--- Recorded information Enclosed Below ---

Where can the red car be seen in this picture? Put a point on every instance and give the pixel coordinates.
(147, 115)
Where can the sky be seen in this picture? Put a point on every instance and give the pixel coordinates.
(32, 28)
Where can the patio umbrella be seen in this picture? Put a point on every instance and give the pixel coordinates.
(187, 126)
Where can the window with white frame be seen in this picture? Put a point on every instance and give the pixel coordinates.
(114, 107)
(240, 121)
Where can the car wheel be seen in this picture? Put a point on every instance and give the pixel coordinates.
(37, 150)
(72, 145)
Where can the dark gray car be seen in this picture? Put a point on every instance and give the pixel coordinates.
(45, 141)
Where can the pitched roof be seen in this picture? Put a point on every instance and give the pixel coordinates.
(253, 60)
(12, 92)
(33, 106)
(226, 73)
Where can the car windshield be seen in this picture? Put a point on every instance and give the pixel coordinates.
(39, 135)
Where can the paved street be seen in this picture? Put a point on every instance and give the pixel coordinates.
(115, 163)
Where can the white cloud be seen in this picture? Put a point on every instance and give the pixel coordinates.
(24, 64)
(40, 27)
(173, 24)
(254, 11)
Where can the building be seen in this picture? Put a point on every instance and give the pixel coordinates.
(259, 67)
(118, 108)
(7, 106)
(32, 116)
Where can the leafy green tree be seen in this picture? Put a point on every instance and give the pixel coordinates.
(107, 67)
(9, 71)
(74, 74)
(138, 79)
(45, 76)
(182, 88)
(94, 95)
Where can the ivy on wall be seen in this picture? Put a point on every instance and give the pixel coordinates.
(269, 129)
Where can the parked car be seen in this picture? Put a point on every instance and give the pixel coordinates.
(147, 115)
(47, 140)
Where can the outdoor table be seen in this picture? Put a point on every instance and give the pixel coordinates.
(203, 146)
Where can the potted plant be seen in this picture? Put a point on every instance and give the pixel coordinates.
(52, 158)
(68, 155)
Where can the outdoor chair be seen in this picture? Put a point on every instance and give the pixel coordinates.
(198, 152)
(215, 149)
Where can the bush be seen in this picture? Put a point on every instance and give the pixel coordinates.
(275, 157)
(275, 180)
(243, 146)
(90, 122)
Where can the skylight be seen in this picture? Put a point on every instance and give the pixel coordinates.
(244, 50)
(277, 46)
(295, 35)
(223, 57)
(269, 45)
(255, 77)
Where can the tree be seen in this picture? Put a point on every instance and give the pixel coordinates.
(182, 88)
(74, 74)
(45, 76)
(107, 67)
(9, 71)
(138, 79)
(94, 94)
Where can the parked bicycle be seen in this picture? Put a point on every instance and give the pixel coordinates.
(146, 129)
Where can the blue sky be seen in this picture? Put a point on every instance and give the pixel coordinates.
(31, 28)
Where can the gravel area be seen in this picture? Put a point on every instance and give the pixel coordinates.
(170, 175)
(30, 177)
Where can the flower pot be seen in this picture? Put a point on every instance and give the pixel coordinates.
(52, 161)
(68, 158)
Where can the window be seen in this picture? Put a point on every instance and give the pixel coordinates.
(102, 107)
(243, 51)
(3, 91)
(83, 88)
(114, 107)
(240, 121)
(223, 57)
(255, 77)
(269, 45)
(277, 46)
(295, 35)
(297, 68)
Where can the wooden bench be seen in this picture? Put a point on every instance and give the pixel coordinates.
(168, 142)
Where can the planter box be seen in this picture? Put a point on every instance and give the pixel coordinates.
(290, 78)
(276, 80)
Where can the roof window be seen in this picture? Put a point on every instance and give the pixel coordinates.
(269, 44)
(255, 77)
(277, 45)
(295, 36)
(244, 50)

--- End of Enclosed Recorded information ---

--- Exercise ---
An exact copy of all the entries is the required answer.

--- Response to the task ---
Where can the red car be seen in this picture? Put a point on every instance and give the pixel coordinates.
(147, 115)
Where can the sky be seen in this picture? Put a point on every instance and give the pixel coordinates.
(32, 28)
Where can the patio umbrella be seen in this picture? Put a point on every instance and give the pixel coordinates.
(187, 126)
Where can the window with white frame be seen in this picture? Put a point on every instance and give the pixel coordinates.
(114, 107)
(240, 121)
Where can the car wheel be seen in this picture? Put a point on every instance and give the pixel coordinates.
(37, 150)
(72, 145)
Where can the dark gray car be seen in this picture? Put a point on every instance and give the pixel coordinates.
(45, 141)
Where can the pitched roof be seen in this picture? Put a point on every instance and give the pixel coordinates.
(253, 60)
(12, 92)
(33, 106)
(226, 73)
Where can the car windshield be seen in this picture? Put a point on every instance and give the pixel coordinates.
(39, 135)
Where can the paved street be seen in this picture? Put a point on every instance and give the pixel coordinates.
(115, 163)
Where can the white cloud be seen in this picture? Put a point on every instance and give the pixel coordinates.
(24, 64)
(40, 27)
(173, 24)
(254, 11)
Where can the building be seen in this picture? Put a point on every instance and give the pixel coordinates.
(259, 67)
(118, 108)
(7, 106)
(32, 116)
Where can the leafy green tree be seen in this picture? Put a point on every instance and give the pixel coordinates.
(107, 67)
(9, 71)
(74, 74)
(138, 79)
(45, 76)
(182, 88)
(94, 95)
Where can the ivy on wall be seen in this picture? Put a point on every instance and give the pixel coordinates.
(269, 129)
Where can the parked car be seen in this picture? Put a point on every instance and give the pixel coordinates.
(147, 115)
(47, 140)
Where can the outdoor table be seen in this picture? Put a point on every instance and give the pixel coordinates.
(203, 146)
Where can the potted plant be seen in this picture? Put a point on every instance and give the pixel coordinates.
(52, 158)
(68, 155)
Where can the outdoor chair be seen in this picture? Put a point on every instance and give the pixel coordinates.
(198, 152)
(215, 149)
Where can the bush be seen in this picture? Put a point on every instance and give the pixel coordinates.
(275, 157)
(275, 180)
(243, 146)
(90, 122)
Where can the skylight be seen in this picture? Put a point on every instance and give the pixel coordinates.
(244, 50)
(277, 46)
(295, 35)
(223, 57)
(269, 45)
(255, 77)
Where can the tree be seen in this picture? Put a point on every instance and give the pixel coordinates.
(182, 88)
(74, 74)
(45, 76)
(107, 67)
(9, 71)
(138, 79)
(94, 94)
Where can the parked bicycle be seen in this picture? Put a point on every instance and give the pixel coordinates.
(146, 129)
Where can the blue sky be seen in this picture? Put a point on every instance and give the pixel coordinates.
(31, 28)
Where can the gravel area be seen in this picture? Put a point on every instance and give the pixel coordinates.
(170, 175)
(30, 177)
Where can the flower pot be seen in this picture? Put a point on every instance and give the pixel coordinates.
(52, 161)
(68, 158)
Where can the window be seen in this picture? Put a point on every instance and give the pixel coordinates.
(102, 107)
(243, 51)
(3, 91)
(83, 88)
(114, 107)
(240, 121)
(223, 57)
(255, 77)
(269, 45)
(277, 46)
(295, 35)
(297, 68)
Where can the wooden bench be seen in this picture? Put a point on every instance and give the pixel coordinates.
(168, 142)
Where can the planter box be seen in this picture? Put a point on every instance and give the pixel coordinates.
(290, 78)
(276, 80)
Where can the roof window be seen in this picture? Put a point on every instance and give the pixel coordinates.
(269, 44)
(255, 77)
(277, 45)
(295, 36)
(244, 50)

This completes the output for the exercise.